• EXERCISE DETAILS:
Copy out every line holding the string "snow" from the records below.

• DATA SECTION:
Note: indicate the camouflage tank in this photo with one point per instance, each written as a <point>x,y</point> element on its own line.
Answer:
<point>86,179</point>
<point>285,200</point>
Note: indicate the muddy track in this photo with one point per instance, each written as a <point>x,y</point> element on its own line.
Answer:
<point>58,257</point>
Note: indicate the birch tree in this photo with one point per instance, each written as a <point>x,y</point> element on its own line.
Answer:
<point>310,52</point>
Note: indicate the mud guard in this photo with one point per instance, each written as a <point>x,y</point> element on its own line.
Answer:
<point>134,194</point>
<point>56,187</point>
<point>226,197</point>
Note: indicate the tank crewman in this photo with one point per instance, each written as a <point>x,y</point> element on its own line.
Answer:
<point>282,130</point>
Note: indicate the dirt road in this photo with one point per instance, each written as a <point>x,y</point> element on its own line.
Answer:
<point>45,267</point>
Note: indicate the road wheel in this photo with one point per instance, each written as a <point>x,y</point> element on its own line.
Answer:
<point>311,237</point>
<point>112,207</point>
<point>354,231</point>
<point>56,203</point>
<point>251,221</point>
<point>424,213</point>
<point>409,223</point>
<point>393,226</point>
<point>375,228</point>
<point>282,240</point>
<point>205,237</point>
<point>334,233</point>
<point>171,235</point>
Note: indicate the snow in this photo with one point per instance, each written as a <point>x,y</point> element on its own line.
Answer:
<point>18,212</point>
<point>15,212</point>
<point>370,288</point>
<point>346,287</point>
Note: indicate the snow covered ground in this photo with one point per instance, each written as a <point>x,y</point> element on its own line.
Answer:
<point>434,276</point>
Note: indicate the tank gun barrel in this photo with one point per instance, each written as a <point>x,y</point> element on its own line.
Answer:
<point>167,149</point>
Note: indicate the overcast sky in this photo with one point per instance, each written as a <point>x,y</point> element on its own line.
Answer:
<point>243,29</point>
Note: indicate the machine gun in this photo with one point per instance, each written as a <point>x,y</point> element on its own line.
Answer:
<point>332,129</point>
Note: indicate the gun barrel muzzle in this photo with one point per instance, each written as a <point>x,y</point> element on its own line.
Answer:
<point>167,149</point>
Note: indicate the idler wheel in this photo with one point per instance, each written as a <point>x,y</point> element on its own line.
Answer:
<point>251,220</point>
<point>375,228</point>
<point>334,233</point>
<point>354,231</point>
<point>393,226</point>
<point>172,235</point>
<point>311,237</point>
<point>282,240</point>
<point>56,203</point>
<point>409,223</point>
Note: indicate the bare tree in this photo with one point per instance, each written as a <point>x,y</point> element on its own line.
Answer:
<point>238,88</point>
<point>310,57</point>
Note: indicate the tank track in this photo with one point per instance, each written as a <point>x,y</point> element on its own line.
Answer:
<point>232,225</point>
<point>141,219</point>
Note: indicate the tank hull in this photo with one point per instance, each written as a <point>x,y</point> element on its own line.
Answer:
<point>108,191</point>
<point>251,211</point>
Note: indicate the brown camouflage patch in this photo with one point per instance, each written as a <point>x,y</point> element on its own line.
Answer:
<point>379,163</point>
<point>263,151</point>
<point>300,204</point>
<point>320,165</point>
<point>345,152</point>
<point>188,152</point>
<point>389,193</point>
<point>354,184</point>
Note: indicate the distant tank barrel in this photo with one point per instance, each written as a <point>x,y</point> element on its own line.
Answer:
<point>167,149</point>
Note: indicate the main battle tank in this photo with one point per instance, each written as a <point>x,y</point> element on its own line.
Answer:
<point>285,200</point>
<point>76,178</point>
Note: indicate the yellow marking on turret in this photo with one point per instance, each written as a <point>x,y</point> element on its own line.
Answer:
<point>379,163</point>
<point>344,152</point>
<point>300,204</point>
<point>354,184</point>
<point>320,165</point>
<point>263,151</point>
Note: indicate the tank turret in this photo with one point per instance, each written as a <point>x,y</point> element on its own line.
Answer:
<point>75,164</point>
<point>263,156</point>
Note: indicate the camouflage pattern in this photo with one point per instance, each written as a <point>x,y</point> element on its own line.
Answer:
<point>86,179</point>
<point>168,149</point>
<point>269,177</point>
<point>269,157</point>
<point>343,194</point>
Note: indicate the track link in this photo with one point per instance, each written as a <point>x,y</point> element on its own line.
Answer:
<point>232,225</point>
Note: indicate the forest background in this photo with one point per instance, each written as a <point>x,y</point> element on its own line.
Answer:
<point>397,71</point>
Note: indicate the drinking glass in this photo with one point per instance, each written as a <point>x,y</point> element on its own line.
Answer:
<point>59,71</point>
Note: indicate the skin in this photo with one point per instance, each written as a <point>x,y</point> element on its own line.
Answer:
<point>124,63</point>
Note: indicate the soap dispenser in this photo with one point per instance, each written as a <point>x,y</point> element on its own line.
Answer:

• ANSWER BOX:
Note: indicate the snow in this photo with one point per instance, each written as a <point>x,y</point> element on its own line.
Note: indicate the snow covered ground in this photo with one point per instance, each written as a <point>x,y</point> element on its own line.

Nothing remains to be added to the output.